- WHAT THE TASK ASKS -
Extend the biographical article on Randy Fertel below, picking up after its final sentence.

- DOCUMENT PASSAGE -
=-=-=

- Born: New Orleans, Louisiana, U.S.
- Education: Harvard University (Ph.D.)
- Occupations: Writer; academic; philanthropist
- Relatives: Ruth Fertel (mother)
- Writing career
- Notable works: The Gorilla Man and the Empress of Steak: A New Orleans Family Memoir (2011); A Taste for Chaos: The Art of Literary Improvisation (2015); Winging It: Improv's Power & Peril in the Time of Trump (2024);

= Randy Fertel =

American writer and philanthropist

Randy Fertel is an American writer and philanthropist. His primary focus is improvisation, the arts, and the environment. He serves as president of the Fertel Foundation and the Ruth U. Fertel Foundation. He is the son of Ruth Fertel, founder of the Ruth's Chris Steakhouse restaurant chain.

==Early life and education==
Fertel is from New Orleans, Louisiana. He holds a Ph.D. in English and American literature from Harvard University and has taught literature at institutions including Harvard, Tulane University, LeMoyne College, and the New School for Social Research.

==Publications==
Fertel is the author of three books, The Gorilla Man and the Empress of Steak (2011), A Taste for Chaos (2015), and Winging It (2024).

His memoir The Gorilla Man and the Empress of Steak: A New Orleans Family Memoir was published in 2011 by the University Press of Mississippi.

In 2015, he published A Taste for Chaos: The Art of Literary Improvisation, a study of improvisational techniques in literature and the arts, with Spring Publications. Critical Studies in Improvisation wrote that A Taste for Chaos presents "a theory of improvisation as it relates to the history of literature," noting that "Fertel is the only writer to have attempted such a sweeping assessment of literature in the Western tradition." Jung Journal: Culture & Psyche called the book important in that it "offers a new and powerful multidisciplinary context for Jung's Red Book (2009), all the while providing a radical argument about the psyche and its arts."

=-=-=

- RECORD SET -
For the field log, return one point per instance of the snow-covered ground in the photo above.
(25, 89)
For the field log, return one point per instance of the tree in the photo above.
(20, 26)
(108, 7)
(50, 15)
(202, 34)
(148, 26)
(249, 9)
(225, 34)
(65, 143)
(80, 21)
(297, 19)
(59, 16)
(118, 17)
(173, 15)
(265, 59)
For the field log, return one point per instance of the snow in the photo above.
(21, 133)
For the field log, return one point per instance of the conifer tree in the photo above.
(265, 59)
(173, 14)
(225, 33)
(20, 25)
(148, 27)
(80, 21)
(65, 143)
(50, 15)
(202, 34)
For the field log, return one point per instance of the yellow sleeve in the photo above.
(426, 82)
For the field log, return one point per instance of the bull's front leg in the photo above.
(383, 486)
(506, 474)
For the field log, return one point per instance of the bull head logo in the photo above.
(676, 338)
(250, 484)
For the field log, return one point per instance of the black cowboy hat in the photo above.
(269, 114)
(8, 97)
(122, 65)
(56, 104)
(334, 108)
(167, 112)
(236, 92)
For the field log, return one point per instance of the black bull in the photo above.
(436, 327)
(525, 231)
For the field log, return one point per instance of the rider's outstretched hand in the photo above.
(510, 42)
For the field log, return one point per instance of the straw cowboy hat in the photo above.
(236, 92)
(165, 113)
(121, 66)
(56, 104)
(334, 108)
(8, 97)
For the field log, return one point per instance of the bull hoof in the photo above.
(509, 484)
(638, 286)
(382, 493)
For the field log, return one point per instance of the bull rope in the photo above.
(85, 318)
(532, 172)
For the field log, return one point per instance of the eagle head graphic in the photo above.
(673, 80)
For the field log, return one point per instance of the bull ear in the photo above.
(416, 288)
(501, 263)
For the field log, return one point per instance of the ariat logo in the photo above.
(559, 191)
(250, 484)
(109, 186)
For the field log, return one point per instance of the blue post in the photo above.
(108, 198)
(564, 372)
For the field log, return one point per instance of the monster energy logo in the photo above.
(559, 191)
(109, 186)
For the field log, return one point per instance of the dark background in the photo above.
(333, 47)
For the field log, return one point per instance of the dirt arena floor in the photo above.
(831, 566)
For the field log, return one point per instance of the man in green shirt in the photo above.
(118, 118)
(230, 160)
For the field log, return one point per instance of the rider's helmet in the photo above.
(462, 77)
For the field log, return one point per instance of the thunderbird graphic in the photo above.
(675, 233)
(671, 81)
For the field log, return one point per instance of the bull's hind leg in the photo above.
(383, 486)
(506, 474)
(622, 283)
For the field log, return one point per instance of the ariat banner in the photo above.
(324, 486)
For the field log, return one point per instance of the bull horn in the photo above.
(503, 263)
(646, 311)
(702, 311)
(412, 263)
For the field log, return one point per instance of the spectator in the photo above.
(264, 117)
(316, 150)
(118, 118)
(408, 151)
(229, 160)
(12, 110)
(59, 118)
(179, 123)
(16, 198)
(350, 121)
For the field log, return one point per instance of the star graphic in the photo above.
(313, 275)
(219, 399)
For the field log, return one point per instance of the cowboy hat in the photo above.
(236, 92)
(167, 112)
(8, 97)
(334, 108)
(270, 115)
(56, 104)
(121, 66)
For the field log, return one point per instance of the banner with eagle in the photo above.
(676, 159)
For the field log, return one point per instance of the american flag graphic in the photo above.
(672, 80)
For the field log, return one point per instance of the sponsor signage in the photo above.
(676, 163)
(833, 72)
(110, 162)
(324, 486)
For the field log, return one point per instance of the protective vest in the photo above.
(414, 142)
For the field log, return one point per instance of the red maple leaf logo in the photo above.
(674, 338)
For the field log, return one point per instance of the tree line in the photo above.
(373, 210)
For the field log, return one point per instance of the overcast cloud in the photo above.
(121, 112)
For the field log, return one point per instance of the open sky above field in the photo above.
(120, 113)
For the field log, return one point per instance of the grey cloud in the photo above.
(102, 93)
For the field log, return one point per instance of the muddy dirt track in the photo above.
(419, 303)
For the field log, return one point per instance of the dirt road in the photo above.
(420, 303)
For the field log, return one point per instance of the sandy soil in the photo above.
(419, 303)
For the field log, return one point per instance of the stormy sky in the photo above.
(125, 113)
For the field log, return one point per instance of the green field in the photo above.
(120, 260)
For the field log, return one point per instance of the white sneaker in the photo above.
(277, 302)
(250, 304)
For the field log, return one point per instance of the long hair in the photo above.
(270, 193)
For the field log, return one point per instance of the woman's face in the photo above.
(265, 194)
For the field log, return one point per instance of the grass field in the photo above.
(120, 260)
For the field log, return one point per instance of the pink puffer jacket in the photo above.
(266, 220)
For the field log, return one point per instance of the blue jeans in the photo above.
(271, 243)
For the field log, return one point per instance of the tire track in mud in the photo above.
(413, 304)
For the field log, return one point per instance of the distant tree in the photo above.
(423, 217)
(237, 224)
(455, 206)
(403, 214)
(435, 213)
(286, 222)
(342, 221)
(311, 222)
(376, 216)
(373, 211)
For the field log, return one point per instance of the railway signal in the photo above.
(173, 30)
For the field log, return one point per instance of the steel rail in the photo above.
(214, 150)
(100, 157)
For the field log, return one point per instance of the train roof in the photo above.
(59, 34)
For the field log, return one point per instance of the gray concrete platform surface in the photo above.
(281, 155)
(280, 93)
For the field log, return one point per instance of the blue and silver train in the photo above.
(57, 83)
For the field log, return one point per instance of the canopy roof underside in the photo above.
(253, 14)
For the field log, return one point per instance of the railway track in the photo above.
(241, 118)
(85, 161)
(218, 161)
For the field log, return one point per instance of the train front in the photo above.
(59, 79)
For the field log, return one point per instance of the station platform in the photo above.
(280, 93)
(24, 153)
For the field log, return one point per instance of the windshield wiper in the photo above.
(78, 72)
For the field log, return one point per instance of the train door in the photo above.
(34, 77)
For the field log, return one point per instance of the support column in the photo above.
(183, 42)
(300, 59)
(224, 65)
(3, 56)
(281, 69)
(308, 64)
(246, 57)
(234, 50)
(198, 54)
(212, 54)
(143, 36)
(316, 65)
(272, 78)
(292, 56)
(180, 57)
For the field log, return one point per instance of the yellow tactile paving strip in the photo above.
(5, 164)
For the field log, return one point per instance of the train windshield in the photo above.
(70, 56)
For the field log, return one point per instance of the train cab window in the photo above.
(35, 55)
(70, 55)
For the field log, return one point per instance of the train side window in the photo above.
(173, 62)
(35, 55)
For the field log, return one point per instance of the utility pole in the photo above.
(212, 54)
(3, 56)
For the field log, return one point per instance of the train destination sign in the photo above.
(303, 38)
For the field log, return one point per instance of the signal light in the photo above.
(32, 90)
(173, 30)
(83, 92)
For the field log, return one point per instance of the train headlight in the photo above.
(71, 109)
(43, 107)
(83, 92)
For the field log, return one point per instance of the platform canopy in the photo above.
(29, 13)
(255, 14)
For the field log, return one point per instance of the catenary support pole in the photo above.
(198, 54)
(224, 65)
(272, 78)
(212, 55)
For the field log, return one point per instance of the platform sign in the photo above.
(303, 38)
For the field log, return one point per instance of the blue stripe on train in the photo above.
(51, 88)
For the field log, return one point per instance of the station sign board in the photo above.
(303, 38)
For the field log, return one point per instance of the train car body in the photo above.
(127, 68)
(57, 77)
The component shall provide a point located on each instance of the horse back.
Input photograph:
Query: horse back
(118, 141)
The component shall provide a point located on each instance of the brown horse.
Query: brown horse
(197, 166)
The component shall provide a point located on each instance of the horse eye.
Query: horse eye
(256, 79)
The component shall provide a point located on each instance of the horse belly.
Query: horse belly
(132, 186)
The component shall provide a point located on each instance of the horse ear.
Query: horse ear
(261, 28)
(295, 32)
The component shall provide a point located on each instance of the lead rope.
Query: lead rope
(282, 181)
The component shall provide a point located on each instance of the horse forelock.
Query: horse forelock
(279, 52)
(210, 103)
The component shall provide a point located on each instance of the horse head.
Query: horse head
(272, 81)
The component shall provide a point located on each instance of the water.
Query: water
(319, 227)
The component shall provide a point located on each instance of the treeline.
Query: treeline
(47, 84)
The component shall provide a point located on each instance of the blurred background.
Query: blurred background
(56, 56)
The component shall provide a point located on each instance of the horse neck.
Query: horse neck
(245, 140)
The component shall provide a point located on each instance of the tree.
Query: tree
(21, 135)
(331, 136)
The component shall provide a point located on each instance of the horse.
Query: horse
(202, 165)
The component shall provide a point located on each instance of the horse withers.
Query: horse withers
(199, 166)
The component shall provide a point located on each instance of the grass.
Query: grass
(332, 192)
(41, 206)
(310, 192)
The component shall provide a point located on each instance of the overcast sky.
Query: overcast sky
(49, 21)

=-=-=

- OUTPUT OF THE EXERCISE -
His 2024 book, Winging It: Improv's Power & Peril in the Time of Trump, also from Spring Publications, discusses improvisation's cultural and political implications.

In 2018, he contributed a chapter, "Trickster, His Apocalyptic Brother, and a World's Unmaking: An Archetypal Reading of Donald Trump" to the Jung's Red Book for Our Time: Searching for Soul Under Postmodern Conditions, Vol. 2, edited by Murray Stein and Thomas Arzt.

Fertel's writing has been published in Smithsonian, The New York Times, The Washington Spectator, and The Kenyon Review. He has appeared on podcasts and public radio to discuss his books, New Orleans, and the subject of improvisation.

==Philanthropy==
Fertel serves as president of the Fertel Foundation and the Ruth U. Fertel Foundation, organizations that support arts, education, and community initiatives primarily in New Orleans, such as the Edible Schoolyard New Orleans (ESYNOLA), a nonprofit program that integrates gardening and cooking education into local public schools. The Fertel Foundation, alongside The Nation Institute, co-founded the annual Ridenhour Prizes for Courageous Truth-telling. Fertel's foundations also support local cultural and educational projects.